* [How to complete this task]: Pick out every line of the items that holds the word "negative" and copy each of those lines.

- - - - -

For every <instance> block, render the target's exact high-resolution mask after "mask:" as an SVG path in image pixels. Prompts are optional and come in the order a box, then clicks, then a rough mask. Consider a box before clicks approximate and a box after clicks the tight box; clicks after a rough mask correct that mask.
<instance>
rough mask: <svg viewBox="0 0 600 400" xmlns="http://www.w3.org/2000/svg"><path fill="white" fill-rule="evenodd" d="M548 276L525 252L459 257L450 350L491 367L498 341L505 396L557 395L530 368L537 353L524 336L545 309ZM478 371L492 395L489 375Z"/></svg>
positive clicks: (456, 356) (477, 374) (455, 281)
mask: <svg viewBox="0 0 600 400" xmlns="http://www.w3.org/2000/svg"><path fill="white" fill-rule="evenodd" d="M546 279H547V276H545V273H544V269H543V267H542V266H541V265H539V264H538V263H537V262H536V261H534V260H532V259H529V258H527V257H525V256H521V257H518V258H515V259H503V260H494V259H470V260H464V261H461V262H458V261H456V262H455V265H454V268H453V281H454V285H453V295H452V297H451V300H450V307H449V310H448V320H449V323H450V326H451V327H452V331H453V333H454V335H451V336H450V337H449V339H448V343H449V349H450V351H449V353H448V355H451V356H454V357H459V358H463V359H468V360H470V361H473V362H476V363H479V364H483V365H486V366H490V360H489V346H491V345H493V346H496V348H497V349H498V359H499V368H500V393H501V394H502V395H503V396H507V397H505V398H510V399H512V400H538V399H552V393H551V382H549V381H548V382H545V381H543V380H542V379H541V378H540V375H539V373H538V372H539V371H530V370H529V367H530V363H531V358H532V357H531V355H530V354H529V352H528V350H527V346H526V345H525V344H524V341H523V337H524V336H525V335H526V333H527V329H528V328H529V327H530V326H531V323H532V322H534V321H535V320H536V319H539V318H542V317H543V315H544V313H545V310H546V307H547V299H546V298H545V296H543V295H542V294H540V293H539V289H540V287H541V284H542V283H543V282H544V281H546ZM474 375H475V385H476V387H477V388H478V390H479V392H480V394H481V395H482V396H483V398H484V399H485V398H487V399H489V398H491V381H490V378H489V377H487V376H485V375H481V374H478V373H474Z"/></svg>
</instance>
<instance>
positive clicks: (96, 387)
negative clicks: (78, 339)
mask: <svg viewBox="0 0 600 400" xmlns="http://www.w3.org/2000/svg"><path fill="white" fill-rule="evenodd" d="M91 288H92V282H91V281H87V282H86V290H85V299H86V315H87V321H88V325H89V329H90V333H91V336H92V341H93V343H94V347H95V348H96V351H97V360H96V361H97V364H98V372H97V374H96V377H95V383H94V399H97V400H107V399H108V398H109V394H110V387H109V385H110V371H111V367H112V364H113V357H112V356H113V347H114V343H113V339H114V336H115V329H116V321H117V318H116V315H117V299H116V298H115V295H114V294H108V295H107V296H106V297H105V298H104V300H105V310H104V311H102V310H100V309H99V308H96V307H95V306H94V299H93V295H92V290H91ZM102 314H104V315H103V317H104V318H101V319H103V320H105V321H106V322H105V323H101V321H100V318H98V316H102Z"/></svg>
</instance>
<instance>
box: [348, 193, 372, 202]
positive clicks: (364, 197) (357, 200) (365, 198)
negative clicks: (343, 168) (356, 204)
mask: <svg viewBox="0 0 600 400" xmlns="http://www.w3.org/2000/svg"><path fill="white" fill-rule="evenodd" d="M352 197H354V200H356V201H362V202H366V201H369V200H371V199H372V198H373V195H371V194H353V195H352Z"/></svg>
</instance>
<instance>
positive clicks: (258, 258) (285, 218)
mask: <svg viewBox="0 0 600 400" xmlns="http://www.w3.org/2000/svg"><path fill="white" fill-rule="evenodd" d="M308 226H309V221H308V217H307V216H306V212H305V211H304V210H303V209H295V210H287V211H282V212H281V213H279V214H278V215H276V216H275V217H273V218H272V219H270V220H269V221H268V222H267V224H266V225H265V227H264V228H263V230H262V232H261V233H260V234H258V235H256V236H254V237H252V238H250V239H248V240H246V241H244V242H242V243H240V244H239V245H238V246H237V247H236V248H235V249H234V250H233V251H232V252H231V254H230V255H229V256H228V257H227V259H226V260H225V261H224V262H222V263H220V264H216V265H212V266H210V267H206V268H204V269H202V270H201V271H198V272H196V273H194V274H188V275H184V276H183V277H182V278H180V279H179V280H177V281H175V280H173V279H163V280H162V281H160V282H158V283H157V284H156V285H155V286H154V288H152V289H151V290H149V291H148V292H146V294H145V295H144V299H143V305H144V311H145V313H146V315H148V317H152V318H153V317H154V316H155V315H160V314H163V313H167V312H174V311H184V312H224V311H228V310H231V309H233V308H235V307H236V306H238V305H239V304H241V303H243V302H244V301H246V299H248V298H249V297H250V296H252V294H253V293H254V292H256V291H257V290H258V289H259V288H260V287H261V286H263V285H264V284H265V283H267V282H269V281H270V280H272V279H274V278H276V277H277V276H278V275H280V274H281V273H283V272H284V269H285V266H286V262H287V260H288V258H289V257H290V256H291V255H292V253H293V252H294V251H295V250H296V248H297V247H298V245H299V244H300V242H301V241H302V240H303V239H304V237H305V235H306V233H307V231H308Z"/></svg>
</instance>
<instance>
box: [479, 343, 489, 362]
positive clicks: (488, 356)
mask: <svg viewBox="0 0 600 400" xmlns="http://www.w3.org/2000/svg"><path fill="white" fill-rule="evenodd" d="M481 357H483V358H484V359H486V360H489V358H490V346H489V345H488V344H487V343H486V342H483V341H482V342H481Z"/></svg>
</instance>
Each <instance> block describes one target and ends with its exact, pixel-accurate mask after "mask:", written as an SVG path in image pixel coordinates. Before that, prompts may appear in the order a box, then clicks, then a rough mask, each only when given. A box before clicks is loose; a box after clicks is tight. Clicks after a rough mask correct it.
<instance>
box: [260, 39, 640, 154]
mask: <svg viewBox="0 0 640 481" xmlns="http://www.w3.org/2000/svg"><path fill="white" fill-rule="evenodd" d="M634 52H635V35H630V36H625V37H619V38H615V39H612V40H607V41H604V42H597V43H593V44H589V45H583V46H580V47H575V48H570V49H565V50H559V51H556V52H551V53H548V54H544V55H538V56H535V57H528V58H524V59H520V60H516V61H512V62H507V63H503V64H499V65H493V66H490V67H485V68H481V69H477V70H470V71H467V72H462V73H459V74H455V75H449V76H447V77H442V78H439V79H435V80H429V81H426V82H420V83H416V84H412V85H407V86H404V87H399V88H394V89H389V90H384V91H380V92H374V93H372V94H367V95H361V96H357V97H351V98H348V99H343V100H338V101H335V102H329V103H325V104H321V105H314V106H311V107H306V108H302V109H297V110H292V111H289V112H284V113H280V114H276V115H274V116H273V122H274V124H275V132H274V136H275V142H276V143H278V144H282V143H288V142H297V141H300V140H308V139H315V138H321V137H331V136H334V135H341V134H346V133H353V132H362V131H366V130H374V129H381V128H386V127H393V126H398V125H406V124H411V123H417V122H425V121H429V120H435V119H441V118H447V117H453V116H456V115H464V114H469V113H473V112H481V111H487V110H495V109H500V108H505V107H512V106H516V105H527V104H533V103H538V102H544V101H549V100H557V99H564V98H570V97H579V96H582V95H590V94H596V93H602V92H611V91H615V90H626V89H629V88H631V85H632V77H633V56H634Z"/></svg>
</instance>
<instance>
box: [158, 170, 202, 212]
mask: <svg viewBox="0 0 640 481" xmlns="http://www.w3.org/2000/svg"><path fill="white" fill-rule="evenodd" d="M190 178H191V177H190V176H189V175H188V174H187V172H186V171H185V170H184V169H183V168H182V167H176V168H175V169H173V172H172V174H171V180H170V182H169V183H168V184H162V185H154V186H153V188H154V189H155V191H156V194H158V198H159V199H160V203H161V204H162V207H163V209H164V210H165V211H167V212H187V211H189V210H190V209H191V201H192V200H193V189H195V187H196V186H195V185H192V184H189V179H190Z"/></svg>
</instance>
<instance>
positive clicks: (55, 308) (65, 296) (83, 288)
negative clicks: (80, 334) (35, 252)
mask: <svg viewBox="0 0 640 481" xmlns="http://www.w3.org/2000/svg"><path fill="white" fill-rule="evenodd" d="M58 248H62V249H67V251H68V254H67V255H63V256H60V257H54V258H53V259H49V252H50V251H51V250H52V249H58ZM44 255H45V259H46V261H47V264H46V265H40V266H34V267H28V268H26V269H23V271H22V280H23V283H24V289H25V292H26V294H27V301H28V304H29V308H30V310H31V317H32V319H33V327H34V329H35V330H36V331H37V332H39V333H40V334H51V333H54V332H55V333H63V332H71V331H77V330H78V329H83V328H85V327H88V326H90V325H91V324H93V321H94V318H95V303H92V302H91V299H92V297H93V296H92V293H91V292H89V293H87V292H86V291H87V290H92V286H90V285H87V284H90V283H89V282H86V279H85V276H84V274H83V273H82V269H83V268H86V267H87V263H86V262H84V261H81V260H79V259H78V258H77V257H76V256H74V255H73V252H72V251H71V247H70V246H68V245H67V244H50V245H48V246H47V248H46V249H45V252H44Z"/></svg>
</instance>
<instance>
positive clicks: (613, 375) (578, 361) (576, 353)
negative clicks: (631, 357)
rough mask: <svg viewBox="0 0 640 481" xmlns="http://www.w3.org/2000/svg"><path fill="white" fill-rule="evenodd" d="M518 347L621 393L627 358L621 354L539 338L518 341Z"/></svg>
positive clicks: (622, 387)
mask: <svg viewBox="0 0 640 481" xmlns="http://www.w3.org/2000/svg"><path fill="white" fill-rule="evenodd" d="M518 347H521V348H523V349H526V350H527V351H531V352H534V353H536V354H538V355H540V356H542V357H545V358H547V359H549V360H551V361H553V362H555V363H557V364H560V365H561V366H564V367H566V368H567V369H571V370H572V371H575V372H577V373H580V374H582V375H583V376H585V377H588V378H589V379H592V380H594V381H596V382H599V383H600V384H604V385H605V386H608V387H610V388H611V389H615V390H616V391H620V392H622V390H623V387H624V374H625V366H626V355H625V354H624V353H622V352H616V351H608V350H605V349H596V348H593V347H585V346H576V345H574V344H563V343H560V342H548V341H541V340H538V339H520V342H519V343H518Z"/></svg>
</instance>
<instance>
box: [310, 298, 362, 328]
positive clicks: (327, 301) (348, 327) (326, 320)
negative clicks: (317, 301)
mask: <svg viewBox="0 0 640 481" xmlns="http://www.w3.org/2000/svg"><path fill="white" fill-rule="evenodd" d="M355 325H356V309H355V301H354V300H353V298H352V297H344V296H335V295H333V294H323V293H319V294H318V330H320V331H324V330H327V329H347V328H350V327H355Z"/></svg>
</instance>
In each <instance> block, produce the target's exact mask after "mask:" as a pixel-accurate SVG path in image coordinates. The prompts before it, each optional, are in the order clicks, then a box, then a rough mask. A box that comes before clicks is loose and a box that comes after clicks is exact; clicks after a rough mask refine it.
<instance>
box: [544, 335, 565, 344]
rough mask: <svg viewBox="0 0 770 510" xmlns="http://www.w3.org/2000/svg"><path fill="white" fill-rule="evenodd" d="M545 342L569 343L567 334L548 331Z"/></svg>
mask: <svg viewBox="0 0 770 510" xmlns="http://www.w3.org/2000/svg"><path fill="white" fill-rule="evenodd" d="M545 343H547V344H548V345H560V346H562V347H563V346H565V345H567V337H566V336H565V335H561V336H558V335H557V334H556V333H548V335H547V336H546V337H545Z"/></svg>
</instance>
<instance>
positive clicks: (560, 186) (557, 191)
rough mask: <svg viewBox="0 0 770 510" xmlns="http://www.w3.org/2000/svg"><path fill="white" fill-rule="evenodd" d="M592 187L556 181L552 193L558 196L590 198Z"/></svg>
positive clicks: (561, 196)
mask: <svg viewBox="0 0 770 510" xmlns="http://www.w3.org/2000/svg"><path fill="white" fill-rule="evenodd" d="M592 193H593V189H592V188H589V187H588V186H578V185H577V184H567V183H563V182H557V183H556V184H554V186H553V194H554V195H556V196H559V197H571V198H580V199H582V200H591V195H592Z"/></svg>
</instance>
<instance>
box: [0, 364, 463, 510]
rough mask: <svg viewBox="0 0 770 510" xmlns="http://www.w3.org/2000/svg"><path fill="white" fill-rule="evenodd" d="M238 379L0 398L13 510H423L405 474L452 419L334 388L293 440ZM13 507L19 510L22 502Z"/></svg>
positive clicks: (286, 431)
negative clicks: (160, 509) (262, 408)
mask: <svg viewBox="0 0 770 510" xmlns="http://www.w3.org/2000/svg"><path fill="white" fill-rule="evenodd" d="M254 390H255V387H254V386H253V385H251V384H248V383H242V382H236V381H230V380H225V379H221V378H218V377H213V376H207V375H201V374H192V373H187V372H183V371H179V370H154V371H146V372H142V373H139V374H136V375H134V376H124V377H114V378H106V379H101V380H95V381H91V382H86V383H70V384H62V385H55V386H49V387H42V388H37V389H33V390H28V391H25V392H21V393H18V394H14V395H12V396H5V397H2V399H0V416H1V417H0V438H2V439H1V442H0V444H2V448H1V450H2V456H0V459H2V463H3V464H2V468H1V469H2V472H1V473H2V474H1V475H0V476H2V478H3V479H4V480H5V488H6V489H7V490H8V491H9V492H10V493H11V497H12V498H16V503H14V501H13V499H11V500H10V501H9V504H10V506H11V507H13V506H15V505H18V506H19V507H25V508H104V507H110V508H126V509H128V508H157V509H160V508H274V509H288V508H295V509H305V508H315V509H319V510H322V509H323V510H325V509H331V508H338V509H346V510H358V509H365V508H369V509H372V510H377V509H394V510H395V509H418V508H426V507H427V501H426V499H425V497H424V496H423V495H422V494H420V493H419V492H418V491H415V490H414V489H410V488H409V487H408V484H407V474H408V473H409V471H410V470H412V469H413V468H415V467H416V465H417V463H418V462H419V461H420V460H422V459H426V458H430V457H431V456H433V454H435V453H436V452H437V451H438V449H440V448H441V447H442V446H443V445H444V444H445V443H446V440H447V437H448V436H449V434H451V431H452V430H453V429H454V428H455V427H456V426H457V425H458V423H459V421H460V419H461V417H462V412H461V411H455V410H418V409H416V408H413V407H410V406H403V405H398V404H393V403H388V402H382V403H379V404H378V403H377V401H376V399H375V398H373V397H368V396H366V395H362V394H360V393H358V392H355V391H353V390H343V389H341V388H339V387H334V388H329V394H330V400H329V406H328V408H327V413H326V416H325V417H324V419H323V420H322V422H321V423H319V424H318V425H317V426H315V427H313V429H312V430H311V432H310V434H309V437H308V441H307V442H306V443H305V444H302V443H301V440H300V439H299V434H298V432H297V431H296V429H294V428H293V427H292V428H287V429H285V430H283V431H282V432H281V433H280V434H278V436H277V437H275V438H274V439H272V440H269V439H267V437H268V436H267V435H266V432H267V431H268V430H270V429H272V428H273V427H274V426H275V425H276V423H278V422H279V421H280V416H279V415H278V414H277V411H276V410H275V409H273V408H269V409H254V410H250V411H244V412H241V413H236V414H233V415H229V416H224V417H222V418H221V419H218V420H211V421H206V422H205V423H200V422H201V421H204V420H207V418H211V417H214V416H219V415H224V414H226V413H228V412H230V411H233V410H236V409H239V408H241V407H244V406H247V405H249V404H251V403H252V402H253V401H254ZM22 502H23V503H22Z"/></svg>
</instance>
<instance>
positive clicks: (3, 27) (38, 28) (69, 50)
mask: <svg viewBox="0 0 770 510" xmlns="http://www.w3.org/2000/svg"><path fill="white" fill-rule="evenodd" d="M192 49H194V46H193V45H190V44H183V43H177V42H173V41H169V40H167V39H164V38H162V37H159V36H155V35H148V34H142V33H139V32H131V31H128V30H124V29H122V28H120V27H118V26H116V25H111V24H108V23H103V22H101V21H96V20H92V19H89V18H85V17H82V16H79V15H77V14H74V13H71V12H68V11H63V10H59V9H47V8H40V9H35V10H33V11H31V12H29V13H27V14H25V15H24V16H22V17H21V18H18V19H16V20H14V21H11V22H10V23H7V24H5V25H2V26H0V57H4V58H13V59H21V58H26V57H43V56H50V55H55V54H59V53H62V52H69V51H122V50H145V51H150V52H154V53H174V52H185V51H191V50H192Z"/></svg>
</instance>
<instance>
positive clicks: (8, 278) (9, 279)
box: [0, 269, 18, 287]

- - - - -

* [Written response]:
negative clicks: (78, 339)
negative clicks: (343, 168) (356, 204)
negative clicks: (80, 334) (35, 252)
negative clicks: (631, 357)
negative clicks: (317, 301)
negative clicks: (160, 509) (262, 408)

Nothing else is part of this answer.